### WHAT IS NEEDED
Search the data for the word "blue" and copy each line that has it.

Collected data:
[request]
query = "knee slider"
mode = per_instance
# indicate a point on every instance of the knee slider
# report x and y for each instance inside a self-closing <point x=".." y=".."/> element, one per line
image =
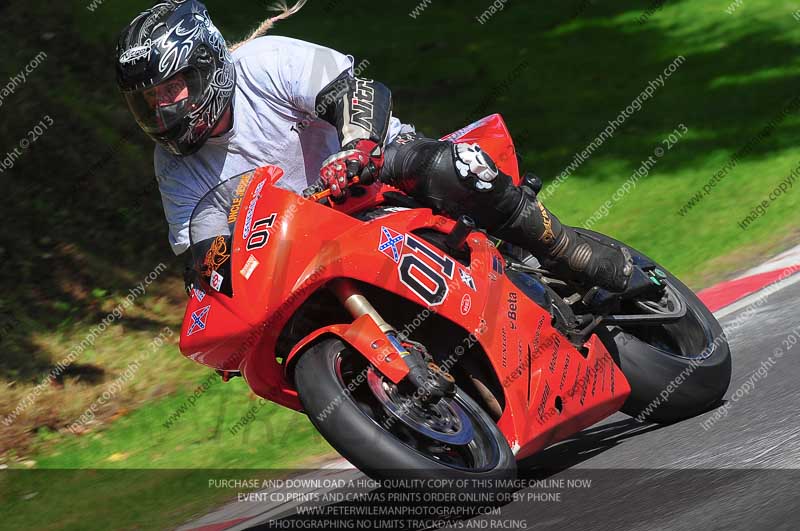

--

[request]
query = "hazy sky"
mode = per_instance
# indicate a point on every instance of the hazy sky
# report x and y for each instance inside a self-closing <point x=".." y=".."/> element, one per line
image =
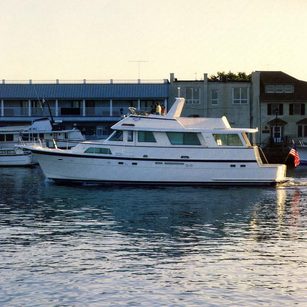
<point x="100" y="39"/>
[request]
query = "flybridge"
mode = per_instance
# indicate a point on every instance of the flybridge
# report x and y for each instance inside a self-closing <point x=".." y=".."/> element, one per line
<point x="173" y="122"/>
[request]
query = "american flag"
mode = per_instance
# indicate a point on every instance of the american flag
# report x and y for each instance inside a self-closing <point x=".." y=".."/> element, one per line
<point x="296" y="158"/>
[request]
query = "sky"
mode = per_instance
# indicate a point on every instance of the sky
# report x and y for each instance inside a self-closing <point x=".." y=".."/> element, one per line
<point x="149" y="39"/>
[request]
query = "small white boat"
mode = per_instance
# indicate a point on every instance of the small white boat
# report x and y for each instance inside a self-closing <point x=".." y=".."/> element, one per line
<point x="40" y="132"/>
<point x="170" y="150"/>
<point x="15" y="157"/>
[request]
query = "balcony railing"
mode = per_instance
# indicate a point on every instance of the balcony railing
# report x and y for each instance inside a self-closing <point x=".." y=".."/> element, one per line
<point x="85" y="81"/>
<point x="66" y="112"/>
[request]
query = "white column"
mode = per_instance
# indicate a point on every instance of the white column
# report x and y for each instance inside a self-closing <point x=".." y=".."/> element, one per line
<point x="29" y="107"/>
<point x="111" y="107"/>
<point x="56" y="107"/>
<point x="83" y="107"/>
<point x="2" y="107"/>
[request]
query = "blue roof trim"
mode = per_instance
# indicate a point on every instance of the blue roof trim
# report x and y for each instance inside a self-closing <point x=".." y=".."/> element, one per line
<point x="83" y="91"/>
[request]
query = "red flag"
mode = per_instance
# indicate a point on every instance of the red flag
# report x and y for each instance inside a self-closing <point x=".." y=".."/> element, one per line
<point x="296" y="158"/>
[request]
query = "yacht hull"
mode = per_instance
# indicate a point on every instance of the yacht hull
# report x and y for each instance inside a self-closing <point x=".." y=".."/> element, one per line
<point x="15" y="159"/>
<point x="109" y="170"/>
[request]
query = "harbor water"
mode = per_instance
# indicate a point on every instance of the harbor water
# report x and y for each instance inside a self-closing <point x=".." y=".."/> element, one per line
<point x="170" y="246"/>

---

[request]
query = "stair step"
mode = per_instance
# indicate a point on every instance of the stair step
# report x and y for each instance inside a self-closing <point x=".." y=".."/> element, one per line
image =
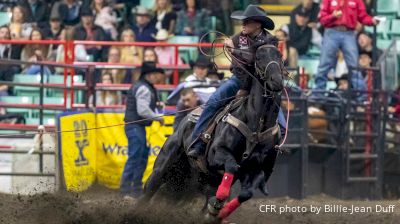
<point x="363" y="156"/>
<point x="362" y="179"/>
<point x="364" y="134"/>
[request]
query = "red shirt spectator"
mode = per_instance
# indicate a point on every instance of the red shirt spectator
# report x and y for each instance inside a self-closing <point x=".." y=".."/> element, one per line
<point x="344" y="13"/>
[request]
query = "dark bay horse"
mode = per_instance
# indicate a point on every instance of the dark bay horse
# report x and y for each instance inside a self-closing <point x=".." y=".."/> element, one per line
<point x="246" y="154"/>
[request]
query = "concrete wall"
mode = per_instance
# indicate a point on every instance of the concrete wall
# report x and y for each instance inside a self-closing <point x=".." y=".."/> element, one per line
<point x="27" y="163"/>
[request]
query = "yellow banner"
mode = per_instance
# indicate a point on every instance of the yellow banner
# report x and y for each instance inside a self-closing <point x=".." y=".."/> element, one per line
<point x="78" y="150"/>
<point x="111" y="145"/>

### OUTPUT
query = "blue roof trim"
# indicate a point on every instance of the blue roof trim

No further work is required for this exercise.